BEGIN PROVIDED RECORDS

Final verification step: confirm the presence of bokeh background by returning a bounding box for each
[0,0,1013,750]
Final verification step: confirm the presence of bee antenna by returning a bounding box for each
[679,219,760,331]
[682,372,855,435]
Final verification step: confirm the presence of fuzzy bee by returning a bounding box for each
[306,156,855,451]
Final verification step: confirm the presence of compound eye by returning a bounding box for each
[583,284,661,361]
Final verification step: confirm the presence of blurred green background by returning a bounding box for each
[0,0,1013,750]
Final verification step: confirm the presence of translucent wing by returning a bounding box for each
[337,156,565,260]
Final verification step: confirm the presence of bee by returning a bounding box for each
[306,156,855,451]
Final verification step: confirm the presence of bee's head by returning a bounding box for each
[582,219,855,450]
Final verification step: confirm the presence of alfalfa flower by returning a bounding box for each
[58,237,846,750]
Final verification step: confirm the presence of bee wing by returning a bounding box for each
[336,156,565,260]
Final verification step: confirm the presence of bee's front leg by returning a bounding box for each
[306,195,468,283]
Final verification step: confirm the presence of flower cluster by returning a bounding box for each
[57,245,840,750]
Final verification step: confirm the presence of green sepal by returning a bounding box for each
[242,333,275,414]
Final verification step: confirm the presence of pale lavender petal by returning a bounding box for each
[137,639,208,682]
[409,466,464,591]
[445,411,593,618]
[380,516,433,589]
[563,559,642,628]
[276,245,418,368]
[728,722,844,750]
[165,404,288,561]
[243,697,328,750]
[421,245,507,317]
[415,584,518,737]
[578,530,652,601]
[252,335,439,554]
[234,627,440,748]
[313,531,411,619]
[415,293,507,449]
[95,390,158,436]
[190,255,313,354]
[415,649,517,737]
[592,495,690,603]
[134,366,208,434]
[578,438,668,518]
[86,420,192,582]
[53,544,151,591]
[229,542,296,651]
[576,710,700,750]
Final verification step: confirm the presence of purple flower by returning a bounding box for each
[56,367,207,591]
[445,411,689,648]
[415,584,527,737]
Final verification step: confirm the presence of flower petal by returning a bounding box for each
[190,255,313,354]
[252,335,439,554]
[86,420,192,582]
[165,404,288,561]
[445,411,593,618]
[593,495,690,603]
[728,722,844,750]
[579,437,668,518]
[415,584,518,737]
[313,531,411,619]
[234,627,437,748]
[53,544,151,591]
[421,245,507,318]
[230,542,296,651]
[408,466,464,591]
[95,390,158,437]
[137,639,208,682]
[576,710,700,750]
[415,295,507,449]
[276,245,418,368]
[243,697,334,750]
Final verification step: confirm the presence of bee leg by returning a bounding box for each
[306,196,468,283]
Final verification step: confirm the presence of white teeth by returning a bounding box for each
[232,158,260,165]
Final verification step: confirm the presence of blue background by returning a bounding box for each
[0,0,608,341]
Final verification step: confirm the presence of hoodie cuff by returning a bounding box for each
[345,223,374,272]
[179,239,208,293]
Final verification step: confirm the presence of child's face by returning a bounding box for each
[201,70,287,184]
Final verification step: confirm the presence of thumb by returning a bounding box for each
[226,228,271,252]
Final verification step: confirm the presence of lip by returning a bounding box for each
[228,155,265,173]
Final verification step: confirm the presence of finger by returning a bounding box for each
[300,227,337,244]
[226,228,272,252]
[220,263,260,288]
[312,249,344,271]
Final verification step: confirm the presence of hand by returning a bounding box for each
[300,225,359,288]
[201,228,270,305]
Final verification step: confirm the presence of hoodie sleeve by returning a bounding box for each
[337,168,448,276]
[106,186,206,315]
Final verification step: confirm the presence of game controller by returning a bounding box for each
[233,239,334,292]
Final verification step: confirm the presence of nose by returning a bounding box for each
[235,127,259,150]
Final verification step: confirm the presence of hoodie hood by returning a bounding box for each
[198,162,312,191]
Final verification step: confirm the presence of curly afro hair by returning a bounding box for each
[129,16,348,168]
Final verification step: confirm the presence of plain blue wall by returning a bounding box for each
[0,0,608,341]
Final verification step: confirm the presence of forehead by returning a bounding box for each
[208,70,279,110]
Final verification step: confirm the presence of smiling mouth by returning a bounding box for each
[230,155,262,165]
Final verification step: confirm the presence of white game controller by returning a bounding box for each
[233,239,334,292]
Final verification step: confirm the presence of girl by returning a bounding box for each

END PROVIDED RECORDS

▸ WHAT TO WORK ON
List every line of the listing above that contains the string "petal".

▸ SOLUTION TO THIS EXERCISE
Final verification step: confirm the presence of pale lavender petal by returning a bounding box for each
Final verification step: confirm the presence of flower petal by returning a bounding box for each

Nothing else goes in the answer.